[start DATA SHOWN]

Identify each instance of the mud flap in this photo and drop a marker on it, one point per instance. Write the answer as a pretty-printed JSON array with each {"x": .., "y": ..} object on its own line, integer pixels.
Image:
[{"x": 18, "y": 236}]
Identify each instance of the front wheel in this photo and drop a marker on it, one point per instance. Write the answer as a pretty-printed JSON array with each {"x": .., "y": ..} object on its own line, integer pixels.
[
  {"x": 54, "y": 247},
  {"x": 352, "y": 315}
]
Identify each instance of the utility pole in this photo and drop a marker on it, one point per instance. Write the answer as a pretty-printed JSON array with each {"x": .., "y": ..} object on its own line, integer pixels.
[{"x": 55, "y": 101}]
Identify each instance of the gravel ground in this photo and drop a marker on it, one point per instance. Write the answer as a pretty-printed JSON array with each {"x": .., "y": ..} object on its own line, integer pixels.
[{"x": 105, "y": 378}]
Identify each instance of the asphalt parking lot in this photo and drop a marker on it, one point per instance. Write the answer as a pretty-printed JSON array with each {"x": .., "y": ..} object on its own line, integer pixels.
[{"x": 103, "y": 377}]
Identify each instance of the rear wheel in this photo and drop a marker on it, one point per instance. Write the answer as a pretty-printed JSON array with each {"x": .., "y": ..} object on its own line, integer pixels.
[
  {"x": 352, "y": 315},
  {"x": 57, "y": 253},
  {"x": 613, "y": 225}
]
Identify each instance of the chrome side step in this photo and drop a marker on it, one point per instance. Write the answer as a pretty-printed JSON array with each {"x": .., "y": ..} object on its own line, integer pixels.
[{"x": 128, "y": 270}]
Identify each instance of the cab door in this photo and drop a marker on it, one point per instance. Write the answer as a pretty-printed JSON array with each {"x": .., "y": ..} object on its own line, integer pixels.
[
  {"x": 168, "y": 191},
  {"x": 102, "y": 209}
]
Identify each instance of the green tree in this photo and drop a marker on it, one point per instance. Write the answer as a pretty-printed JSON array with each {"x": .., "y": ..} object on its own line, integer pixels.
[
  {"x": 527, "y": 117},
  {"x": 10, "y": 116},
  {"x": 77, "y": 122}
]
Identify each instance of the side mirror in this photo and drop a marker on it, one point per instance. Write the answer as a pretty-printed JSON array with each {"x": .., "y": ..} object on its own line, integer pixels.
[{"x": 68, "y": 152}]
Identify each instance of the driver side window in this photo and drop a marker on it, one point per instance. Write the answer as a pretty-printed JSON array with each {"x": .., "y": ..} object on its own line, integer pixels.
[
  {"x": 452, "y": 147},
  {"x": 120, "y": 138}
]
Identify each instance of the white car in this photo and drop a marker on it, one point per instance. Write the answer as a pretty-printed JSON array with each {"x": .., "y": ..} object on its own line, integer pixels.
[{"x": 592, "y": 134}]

[end DATA SHOWN]

Reproduce all of the records above verbatim, keeping every line unchanged.

- **EXERCISE OUTPUT**:
Identify each instance of the mud flap in this photo and drop a marker on it, one point per instance. Write the answer as a pretty-printed JSON array with each {"x": .., "y": ..} object on its own line, integer pixels.
Image:
[{"x": 18, "y": 236}]
Identify each instance of the front wheel in this photo and drop a marker on it, one point per instance. Write the answer as a pretty-printed JSON array with each {"x": .., "y": ..} object on its own line, integer pixels.
[
  {"x": 54, "y": 247},
  {"x": 352, "y": 315}
]
Identify each instance of the utility pole in this photo and drop a marker on it, one point per instance. Write the answer as a pretty-printed JSON array with each {"x": .., "y": ..} object on its own line, integer pixels.
[{"x": 55, "y": 101}]
Identify each instance of the gravel ground in this photo and drop a marker on it, one point per instance. Write the answer as a pretty-printed JSON array with each {"x": .., "y": ..} object on its own line, integer pixels.
[{"x": 105, "y": 378}]
Identify each instance of the asphalt parking lot in this photo and drop a marker on it, one point per instance. Write the answer as a pretty-printed JSON array with each {"x": .., "y": ..} object on its own line, integer pixels.
[{"x": 103, "y": 377}]
Identify each instance of the rear wheel in this photo and drop a marker on it, one point per instance. Write the answer as a pretty-printed JSON array with each {"x": .., "y": ..} object on its own line, integer pixels.
[
  {"x": 352, "y": 315},
  {"x": 57, "y": 253},
  {"x": 613, "y": 225}
]
Identify each instance of the chrome side step in this photo and drop a marker on it, one point per instance. Write the answer as a pretty-printed JSON array with each {"x": .., "y": ..} object on its own line, integer pixels.
[{"x": 128, "y": 270}]
Identify each instance of the cab door in this photo and drop a marker on it, one point per instance. Write the answer as a pretty-printed JSON array with each {"x": .., "y": ..} object on its own line, integer pixels.
[
  {"x": 168, "y": 191},
  {"x": 102, "y": 209}
]
Identify each instance of the green tree in this photo and drop a marker on it, one point per instance. Write the answer as a pretty-printed JSON array with each {"x": .., "y": ..} object on its own line, integer pixels.
[
  {"x": 527, "y": 117},
  {"x": 10, "y": 116},
  {"x": 77, "y": 122}
]
Identify each instance of the side mirror in this photo and drop a marker on it, one point per instance. Write the answer as a pretty-printed JSON array with each {"x": .., "y": ..} object on its own line, integer pixels.
[{"x": 68, "y": 152}]
Identify each instance of the driver side window in this photo and drop a marker on it, one point per instance. Write the answer as a pretty-printed JSON array with each {"x": .., "y": ..} object on its own line, integer pixels.
[
  {"x": 452, "y": 147},
  {"x": 120, "y": 138}
]
Identify each instance of the white car in this photo and drop a marker on it, one point per instance. Write the answer as a pretty-printed JSON array with each {"x": .., "y": ..} object on its own line, integer pixels.
[{"x": 592, "y": 134}]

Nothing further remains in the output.